* Exercise
What is wanted is every record, duplicated word for word.

* Information supplied
..............................

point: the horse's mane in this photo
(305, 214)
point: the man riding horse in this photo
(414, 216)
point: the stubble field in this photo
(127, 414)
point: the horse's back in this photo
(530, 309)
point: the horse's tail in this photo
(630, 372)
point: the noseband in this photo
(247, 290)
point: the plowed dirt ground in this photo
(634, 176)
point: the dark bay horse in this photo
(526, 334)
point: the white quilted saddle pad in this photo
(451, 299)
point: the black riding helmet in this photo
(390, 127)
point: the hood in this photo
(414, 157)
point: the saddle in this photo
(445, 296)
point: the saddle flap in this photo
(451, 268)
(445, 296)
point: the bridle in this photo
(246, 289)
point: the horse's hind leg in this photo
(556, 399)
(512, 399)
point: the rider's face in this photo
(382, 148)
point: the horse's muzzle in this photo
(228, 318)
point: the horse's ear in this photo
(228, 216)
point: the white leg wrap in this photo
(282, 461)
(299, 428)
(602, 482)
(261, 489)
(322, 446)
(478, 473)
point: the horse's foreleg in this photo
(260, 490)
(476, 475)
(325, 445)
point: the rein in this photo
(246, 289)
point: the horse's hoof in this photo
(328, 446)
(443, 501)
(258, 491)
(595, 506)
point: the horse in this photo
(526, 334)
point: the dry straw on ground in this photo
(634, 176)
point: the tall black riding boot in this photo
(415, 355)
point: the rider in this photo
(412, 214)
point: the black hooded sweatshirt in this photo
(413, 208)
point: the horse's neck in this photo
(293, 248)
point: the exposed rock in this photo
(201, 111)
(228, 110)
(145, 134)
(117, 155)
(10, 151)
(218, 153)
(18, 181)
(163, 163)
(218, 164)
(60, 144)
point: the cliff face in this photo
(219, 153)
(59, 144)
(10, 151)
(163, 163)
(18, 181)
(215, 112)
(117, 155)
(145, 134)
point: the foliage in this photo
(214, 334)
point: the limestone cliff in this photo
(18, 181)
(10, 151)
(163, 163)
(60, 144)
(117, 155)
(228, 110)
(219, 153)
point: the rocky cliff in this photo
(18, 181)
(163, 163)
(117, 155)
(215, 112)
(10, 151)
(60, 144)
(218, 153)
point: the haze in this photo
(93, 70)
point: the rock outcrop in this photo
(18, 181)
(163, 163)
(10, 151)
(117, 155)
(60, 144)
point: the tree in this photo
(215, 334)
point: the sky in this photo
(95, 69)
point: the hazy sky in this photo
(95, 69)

..............................

* Response area
point: the horse's mane in this photo
(305, 214)
point: the man riding horse in this photo
(414, 216)
point: the stubble field in this photo
(127, 414)
point: the horse's back in this photo
(530, 309)
point: the horse's tail in this photo
(630, 372)
point: the noseband in this photo
(247, 290)
point: the plowed dirt ground in this photo
(634, 176)
point: the dark bay horse in this photo
(526, 334)
point: the white quilted saddle pad in this photo
(451, 299)
point: the black riding helmet in this photo
(390, 127)
point: the hood in this photo
(414, 157)
point: the saddle in this photo
(445, 296)
point: the saddle flap in this photo
(451, 268)
(445, 296)
point: the bridle in this photo
(246, 289)
point: the horse's hind leg in this photo
(556, 399)
(512, 399)
point: the rider's face in this photo
(382, 148)
point: the horse's muzzle in this photo
(228, 318)
point: the horse's ear in this photo
(228, 216)
point: the white leg wrap in this photo
(282, 461)
(299, 428)
(602, 482)
(261, 489)
(322, 446)
(478, 473)
point: the horse's foreleg in this photo
(260, 490)
(476, 475)
(325, 445)
point: the rein in this photo
(246, 289)
point: the horse's hoof in this photo
(328, 446)
(443, 501)
(258, 491)
(595, 506)
point: the horse in this photo
(526, 334)
point: the dry straw on ground in this photo
(634, 176)
point: the tall black riding boot in this photo
(415, 355)
point: the rider in this photo
(412, 214)
point: the black hooded sweatshirt in this photo
(413, 208)
point: the horse's neck in this photo
(293, 248)
point: the exposed rock in this photo
(201, 111)
(228, 110)
(145, 134)
(117, 155)
(10, 151)
(218, 153)
(18, 181)
(163, 163)
(218, 164)
(60, 144)
point: the cliff face in this photo
(219, 153)
(59, 144)
(10, 151)
(163, 163)
(18, 181)
(215, 112)
(117, 155)
(145, 134)
point: the foliage in this photo
(214, 334)
point: the limestone cliff in this photo
(18, 181)
(10, 151)
(163, 163)
(60, 144)
(117, 155)
(228, 110)
(219, 153)
point: the rocky cliff in this photo
(18, 181)
(163, 163)
(117, 155)
(215, 112)
(10, 151)
(60, 144)
(218, 153)
point: the haze in this photo
(93, 70)
point: the rock outcrop in this photo
(18, 181)
(163, 163)
(10, 151)
(117, 155)
(60, 144)
point: the tree in this photo
(215, 334)
point: the sky in this photo
(95, 69)
point: the hazy sky in this photo
(95, 69)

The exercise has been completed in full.